# What is being asked:
Each of the following records is to be output exactly.

Stored dataset items:
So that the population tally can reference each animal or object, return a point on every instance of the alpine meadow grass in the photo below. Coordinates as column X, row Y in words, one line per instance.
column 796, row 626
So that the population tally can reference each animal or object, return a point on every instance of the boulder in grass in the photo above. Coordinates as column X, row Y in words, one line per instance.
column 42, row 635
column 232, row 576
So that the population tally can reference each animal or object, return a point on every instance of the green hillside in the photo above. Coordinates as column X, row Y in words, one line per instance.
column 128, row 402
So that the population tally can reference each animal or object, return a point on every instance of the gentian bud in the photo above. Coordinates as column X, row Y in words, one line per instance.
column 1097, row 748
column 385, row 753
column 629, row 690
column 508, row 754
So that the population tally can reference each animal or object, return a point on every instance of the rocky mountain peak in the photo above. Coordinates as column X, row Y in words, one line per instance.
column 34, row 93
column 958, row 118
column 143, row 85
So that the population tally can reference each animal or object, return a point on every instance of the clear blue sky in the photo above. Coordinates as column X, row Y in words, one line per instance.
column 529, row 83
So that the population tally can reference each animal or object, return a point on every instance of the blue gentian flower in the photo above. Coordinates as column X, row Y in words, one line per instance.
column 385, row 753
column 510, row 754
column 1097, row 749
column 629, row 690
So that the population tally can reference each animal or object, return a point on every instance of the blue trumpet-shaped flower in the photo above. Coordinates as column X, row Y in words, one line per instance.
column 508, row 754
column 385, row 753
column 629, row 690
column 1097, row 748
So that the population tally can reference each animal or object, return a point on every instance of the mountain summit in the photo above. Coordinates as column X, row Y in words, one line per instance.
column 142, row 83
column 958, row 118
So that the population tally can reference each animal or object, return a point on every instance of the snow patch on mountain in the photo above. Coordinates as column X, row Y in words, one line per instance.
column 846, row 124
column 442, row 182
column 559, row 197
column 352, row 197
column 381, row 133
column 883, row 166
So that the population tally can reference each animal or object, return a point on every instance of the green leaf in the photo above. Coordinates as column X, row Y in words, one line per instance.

# Answer to the problem:
So that the population tally can reference each animal or object, return a point on every instance of the alpine meadow grass in the photo below. Coordinates as column X, row Y in words, one line per instance.
column 796, row 626
So that the population tally can reference each animal or object, return a point on every instance of the boulder in grass in the photo above. Coordinates as column X, row Y in words, one line per instance.
column 42, row 635
column 232, row 576
So that the population tally can reference each animal or object, return a point on every instance of the green hillside in the photo above. Coordinates as column X, row Y in words, one line per instance.
column 128, row 402
So that the population tally can reference each animal or object, return a point on every instance of the gentian bud in the photo above. Coordinates as column X, row Y in words, one line per instance.
column 1097, row 748
column 385, row 753
column 629, row 690
column 508, row 754
So that the population tally can reference each animal or object, return a point on every instance of the rocky mountain peak in the photo above. Coordinates as column X, row Y in words, one line per instance.
column 34, row 93
column 958, row 118
column 143, row 85
So that the population tally can reference each animal or object, return a point on every instance of the clear blue sky in the photo above. Coordinates as column X, row Y in words, one line per instance.
column 529, row 83
So that the population tally can reference each animal or object, return a point on every instance of the blue gentian flower in the photo above. Coordinates as column X, row Y in words, one line per instance.
column 385, row 753
column 510, row 754
column 1097, row 749
column 629, row 690
So that the population tally can reference each animal or object, return a point on every instance of the blue trumpet-shaped flower in the photo above. Coordinates as column X, row Y in words, one line per instance.
column 508, row 754
column 385, row 753
column 629, row 690
column 1097, row 748
So that the population tally can reference each animal or object, return a point on every instance of the mountain summit in the photo above. Coordinates as column X, row Y in words, one line per instance.
column 142, row 83
column 958, row 118
So that the population tally can reference each animal or object, return a point on every instance of the snow patch on mountain in the photo above. Coordinates as column X, row Y in words, one line per instance.
column 846, row 124
column 442, row 182
column 559, row 197
column 352, row 197
column 381, row 133
column 883, row 166
So that the population tally can reference each animal or object, return a point on every instance of the green leaf in the photo above. Coordinates as column X, row Y in words, one line per instance.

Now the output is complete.